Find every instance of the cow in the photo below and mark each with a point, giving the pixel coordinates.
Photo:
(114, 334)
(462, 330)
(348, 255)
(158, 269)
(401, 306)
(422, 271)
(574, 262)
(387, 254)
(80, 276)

[What is expected]:
Without omitting anything, reproduce the whole of the data.

[Written reply]:
Find every instance of the cow in the photo below and mark each with a point, giving the pixel coordinates.
Photo:
(114, 334)
(462, 330)
(348, 255)
(158, 269)
(401, 306)
(422, 271)
(574, 262)
(387, 254)
(80, 276)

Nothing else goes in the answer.